▶ _Tâches à faire_
**A)** Dans le texte sur Momo, relevez tous les adjectifs qu'il emploie pour décrire la préparation d'un marathon dans son conseil final.
**B)** D'après le texte sur Momo, quel club a-t-il quitté avant de créer le team Lenglen ?

▶ _Texte de la page_
────────────────────────────────────────

Curieusement, il préfère depuis toujours le chemin qui mène au marathon, c’est-à-dire toute la préparation, plutôt que l’épreuve en elle-même. Sa « marathonite aïgue » le poursuit ainsi à longueur d’année. « Je cours chaque marathon avec le même plaisir que le premier. Je me pose la question de savoir si je serai prêt et j’ai toujours le trac au départ. » avoue-t-il. Et ajoute : « Je me dis aussi depuis quelques années que cela ne pourra pas toujours durer. Le jour où je ne pourrais plus courir de marathon, j’arrêterai la compétition ». Le plus tard possible ! 


Doyen du team Lenglen

Source d’inspiration dans le monde du running, l’homme est une figure bienveillante, jamais avare de conseils. Momo coache bien volontiers – il devrait d’ailleurs passer son diplôme d’entraineur dans les prochains mois – et partage son expérience. On peut dire qu’il a motivé des coureurs par dizaines ! Avec quelques copains, il a créé le team Lenglen, prenant ses distances avec son ancien club, le Plessis Robinson AC.

Sa joyeuse bande s’entraîne autour du Stade Suzanne Lenglen, entre le 15earrondissement de Paris et Issy-les-Moulineaux. Lors des séances au seuil, le doyen tient toujours la dragée haute aux plus jeunes, dans un bel état d’esprit. Voir les copains progresser est toujours une grande satisfaction. 

Quel conseil donner à celui qui souhaite courir un jour un marathon ? « La préparation est longue, en 12 ou 14 semaines, éprouvante et même fatigante.  S’inscrire sur un coup de tête n’est pas sérieux. Il faut en avoir vraiment envie. C’est la clé pour bien vivre son marathon sans le subir. C’est un peu comme l’amour. Quand on termine, on doit avoir envie de recommencer », conclut le champion. On en revient à l’envie, source d’une vie épanouie.

────────────────────────────────────────

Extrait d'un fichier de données
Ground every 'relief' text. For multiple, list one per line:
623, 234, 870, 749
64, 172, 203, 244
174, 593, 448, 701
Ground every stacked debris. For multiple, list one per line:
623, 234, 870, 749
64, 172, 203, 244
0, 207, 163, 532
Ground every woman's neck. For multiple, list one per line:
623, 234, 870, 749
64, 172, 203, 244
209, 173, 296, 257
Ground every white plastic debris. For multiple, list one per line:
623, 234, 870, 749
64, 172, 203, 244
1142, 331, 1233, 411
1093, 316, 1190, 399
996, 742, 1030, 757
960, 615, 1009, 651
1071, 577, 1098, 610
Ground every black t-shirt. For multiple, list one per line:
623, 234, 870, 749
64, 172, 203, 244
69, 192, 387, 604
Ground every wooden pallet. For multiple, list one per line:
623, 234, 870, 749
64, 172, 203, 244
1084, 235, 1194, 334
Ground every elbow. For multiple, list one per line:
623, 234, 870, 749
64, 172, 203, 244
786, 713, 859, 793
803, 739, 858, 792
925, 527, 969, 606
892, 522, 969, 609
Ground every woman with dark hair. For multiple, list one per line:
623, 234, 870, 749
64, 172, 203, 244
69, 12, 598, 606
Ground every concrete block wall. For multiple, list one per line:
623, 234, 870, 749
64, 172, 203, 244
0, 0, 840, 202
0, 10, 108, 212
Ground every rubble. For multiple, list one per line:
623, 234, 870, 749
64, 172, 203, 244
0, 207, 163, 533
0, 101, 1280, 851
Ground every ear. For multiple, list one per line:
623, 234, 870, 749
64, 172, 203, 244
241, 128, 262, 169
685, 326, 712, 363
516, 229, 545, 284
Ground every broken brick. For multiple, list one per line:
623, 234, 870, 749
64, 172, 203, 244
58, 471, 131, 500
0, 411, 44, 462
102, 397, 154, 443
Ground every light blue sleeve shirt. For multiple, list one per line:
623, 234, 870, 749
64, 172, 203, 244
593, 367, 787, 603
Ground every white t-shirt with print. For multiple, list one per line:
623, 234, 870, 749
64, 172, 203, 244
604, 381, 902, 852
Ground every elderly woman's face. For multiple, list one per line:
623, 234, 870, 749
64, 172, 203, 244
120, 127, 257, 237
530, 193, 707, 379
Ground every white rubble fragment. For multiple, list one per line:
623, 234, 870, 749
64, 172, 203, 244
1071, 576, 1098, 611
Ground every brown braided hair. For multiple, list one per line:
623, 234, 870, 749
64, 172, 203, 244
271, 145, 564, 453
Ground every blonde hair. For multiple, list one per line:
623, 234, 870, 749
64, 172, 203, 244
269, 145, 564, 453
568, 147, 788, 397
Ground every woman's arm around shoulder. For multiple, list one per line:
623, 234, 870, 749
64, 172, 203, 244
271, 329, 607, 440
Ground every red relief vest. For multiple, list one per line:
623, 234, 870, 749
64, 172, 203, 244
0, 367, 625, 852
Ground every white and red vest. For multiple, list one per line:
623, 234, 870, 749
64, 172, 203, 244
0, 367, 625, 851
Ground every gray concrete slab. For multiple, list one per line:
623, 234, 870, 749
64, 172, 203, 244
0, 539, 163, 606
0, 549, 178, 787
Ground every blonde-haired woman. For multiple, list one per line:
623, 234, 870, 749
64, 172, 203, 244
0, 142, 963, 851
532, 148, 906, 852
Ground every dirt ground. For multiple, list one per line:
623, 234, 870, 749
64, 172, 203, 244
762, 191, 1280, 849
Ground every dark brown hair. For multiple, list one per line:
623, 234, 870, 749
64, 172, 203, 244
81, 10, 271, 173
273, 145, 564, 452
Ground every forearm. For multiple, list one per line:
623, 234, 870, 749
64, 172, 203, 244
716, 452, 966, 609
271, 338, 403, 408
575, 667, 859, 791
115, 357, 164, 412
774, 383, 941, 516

────────────────────────────────────────

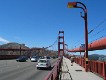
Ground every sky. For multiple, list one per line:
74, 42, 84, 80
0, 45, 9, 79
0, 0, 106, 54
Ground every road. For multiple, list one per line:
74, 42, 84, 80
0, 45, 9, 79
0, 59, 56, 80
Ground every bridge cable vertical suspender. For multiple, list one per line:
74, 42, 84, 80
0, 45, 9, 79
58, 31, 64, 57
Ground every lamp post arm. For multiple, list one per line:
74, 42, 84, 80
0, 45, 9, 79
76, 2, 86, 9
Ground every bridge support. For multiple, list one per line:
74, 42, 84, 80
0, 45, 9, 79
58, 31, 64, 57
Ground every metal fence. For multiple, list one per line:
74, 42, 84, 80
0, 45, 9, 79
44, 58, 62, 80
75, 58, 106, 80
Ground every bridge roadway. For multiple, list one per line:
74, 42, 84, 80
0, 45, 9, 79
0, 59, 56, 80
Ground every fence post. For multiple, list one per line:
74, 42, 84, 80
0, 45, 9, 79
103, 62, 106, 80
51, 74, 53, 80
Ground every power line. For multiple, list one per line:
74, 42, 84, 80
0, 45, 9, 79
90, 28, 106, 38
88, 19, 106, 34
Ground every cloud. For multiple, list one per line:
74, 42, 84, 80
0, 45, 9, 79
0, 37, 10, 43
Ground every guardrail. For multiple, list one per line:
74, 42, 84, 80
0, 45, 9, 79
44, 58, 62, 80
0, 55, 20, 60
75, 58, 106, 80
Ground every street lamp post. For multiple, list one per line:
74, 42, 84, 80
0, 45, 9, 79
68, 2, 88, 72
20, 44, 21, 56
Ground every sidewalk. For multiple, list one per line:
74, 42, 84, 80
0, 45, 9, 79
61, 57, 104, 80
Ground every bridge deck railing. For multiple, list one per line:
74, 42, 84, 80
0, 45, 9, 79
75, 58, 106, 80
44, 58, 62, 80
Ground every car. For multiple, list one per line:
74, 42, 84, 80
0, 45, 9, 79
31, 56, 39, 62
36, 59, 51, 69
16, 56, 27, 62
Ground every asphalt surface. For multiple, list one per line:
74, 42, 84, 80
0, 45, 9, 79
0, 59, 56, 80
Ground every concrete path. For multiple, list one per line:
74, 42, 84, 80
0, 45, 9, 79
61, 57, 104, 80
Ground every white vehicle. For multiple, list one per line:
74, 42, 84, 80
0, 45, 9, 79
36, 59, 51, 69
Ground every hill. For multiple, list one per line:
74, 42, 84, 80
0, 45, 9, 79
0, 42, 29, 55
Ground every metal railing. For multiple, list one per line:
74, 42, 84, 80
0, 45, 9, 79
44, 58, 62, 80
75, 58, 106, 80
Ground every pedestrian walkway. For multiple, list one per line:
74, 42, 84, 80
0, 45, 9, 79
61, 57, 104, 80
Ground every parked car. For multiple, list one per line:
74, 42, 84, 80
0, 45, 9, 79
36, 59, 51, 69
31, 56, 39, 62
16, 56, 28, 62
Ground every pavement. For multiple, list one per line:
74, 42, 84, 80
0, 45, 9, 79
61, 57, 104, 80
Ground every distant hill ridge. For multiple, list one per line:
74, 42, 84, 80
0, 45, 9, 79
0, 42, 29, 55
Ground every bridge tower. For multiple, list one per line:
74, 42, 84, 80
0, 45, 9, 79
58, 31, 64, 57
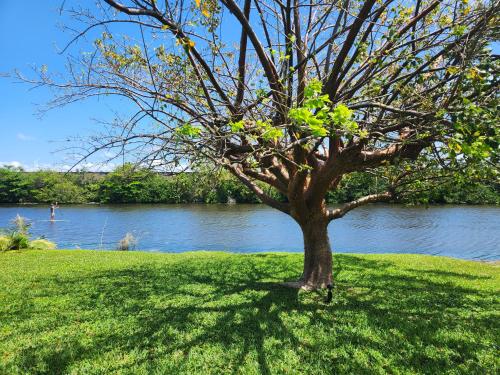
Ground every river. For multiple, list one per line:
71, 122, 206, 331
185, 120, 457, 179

────────────────────────────────────────

▶ _Réponses par tâche_
**A)** longue, éprouvante, fatigante

**B)** Le Plessis Robinson AC.